■ **WHAT YOU WILL DO**
**1)** The passage on osculating orbits names the Keplerian orbital elements both as symbols and in words. List the six elements by their spelled-out names.
**2)** Repeat the passage on osculating orbits, starting with "In a perturbed" and going on through "osculating orbital elements).".

■ **SELECTED PASSAGE**
[start]

This is a complicated question to write; I'm open to comments recommending adjustments to the wording or the scope.

When the force potential field of a 2-body system is perturbed, the Newtonian motion of the non-central body is no longer an ellipse around the central body. However, the motion's trajectory, limited in time, can be viewed as a distorted ellipse whose deformation varies with time. The position and velocity of the satellite at a given instant, also called the state vectors, can be used to uniquely define an ellipse, in the Keplerian sense, that would be the satellite trajectory if all perturbations were removed. This uniquely defined elliptical orbit has correspondingly Keplerian orbital elements: a, e, I, Ω, ω, and τ (semi-major axis, eccentricity, inclination, RAAN, argument of perigee, true anomaly). It is usually designated as the (Keplerian) osculating orbit, at the particular instant.

In a perturbed motion, in most practical cases (e.g. when the perturbating forces are small), the osculating elements a(t), e(t), I(t), Ω(t), ω(t), and τ(t) can be assumed to vary slowly (wrt to the "period" of any osculating orbital elements).

[end]

■ **GIVEN INFORMATION**
[start]

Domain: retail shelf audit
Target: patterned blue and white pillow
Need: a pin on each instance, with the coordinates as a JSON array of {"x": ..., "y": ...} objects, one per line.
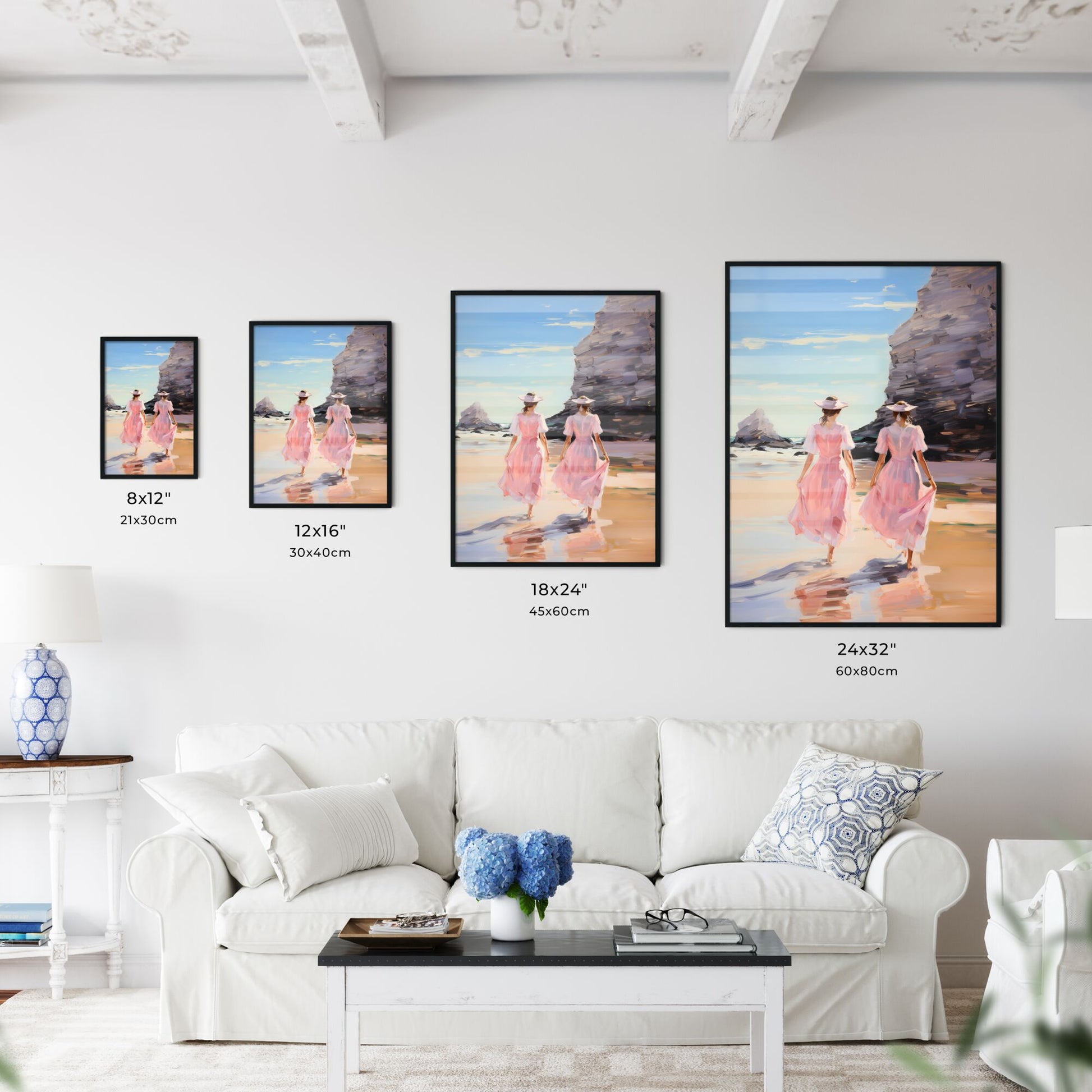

[end]

■ **SOLUTIONS TO THE PROBLEMS**
**1)** semi-major axis, eccentricity, inclination, RAAN, argument of perigee, true anomaly

**2)**
In a perturbed motion, in most practical cases (e.g. when the perturbating forces are small), the osculating elements a(t), e(t), I(t), Ω(t), ω(t), and τ(t) can be assumed to vary slowly (wrt to the "period" of any osculating orbital elements).